# WRITTEN EXERCISE 1
From the tokenization notebook, extract the passage from "import importlib" to "sys.path.append(str(PROJECT_ROOT))".
# WRITTEN EXERCISE 2
Answer these questions using the tokenization notebook:
(a) Which Keras class is named for converting text into indexed tokens?
(b) What folder name is printed as the project root directory?
(c) Which two files are named as the final cleaned datasets to be loaded?
# WRITTEN EXERCISE 3
List every deep learning architecture that the tokenization notebook names as receiving the transformed text data.

# TEXT SHOWN
--------

# DL Text Tokenization and Sequencing  

To effectively train **Deep Learning models** for text classification, raw textual data must be transformed into a structured numerical format that neural networks can process. Unlike **traditional Machine Learning models** that leverage **TF-IDF** or **Bag-of-Words (BoW)** for feature extraction, deep learning architectures rely on **embedding-based representations** to capture semantic relationships between words.  

In this notebook, we focus on **preparing text data for deep learning models** by performing the following key steps:  

- **Tokenization**: Converting text into a vocabulary of indexed tokens using Keras' `Tokenizer`.  
- **Sequence Encoding**: Mapping words to their corresponding integer representations.  
- **Padding Sequences**: Ensuring uniform input size by applying zero-padding to sequences.  

These transformations are crucial for feeding textual data into **Recurrent Neural Networks (RNNs)**, **Long Short-Term Memory Networks (LSTMs)**, **Gated Recurrent Units (GRUs)**, **1D Convolutional Neural Networks (Conv1D)**, and **Deep Neural Networks (DNNs)**. Each of these architectures expects fixed-length input sequences and benefits from structured token representations.  

By the end of this notebook, we will have a **tokenized and padded dataset**, ready for deep learning model training in the next phase.  


## 1. Import Required Libraries 

In [None]:
import warnings
warnings.filterwarnings("ignore", category=FutureWarning)

import sys
import os
from pathlib import Path
import pickle
import pandas as pd

from sklearn.model_selection import train_test_split
import tensorflow as tf

import importlib


### Setting Up Project Paths and Configurations

In [2]:
# Get the current notebook directory
CURRENT_DIR = Path(os.getcwd()).resolve()

# Automatically find the project root (go up 1 level)
PROJECT_ROOT = CURRENT_DIR.parents[1]

# Add project root to sys.path
sys.path.append(str(PROJECT_ROOT))

# Function to get relative paths from project root
def get_relative_path(absolute_path):
    return str(Path(absolute_path).relative_to(PROJECT_ROOT))

# Print project root directory
print(f"Project Root Directory: {PROJECT_ROOT.name}")  # Display only the root folder name

import config  # Now Python can find config.py

Project Root Directory: Data_Scientist_Rakuten_Project-main


## 2. Load Preprocessed Data

Before applying tokenization and sequencing, we will load the final cleaned datasets (`X_train_final.pkl` and `X_test_final.pkl`).

--------

Records of labeled points:
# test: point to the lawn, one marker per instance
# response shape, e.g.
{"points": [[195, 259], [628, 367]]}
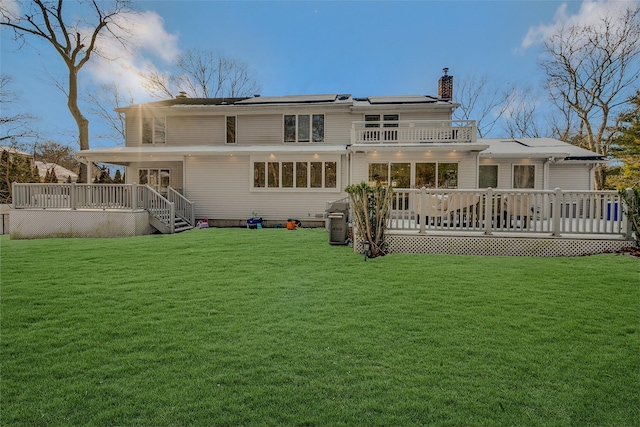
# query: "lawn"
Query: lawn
{"points": [[269, 327]]}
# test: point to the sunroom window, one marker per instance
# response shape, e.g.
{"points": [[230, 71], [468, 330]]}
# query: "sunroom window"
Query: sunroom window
{"points": [[291, 175], [436, 175]]}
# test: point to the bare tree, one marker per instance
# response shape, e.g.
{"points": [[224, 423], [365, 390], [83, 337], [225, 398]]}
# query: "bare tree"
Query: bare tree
{"points": [[75, 41], [104, 103], [589, 69], [203, 74], [482, 101], [522, 119], [15, 126]]}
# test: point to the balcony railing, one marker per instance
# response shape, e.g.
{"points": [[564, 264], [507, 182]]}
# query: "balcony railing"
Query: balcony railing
{"points": [[554, 213], [413, 131]]}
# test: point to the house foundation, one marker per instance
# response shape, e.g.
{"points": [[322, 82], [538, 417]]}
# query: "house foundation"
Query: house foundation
{"points": [[51, 223]]}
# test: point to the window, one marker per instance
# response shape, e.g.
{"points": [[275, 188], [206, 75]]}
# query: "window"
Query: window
{"points": [[231, 129], [295, 175], [488, 176], [158, 179], [524, 176], [287, 175], [274, 174], [153, 130], [374, 120], [259, 175], [304, 128], [378, 173], [436, 175], [425, 175], [399, 173], [447, 175]]}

--------

# FULL ANSWER 1
import importlib


### Setting Up Project Paths and Configurations

In [2]:
# Get the current notebook directory
CURRENT_DIR = Path(os.getcwd()).resolve()

# Automatically find the project root (go up 1 level)
PROJECT_ROOT = CURRENT_DIR.parents[1]

# Add project root to sys.path
sys.path.append(str(PROJECT_ROOT))

# FULL ANSWER 2
(a) `Tokenizer`
(b) Data_Scientist_Rakuten_Project-main
(c) `X_train_final.pkl` and `X_test_final.pkl`

# FULL ANSWER 3
- Recurrent Neural Networks (RNNs)
- Long Short-Term Memory Networks (LSTMs)
- Gated Recurrent Units (GRUs)
- 1D Convolutional Neural Networks (Conv1D)
- Deep Neural Networks (DNNs)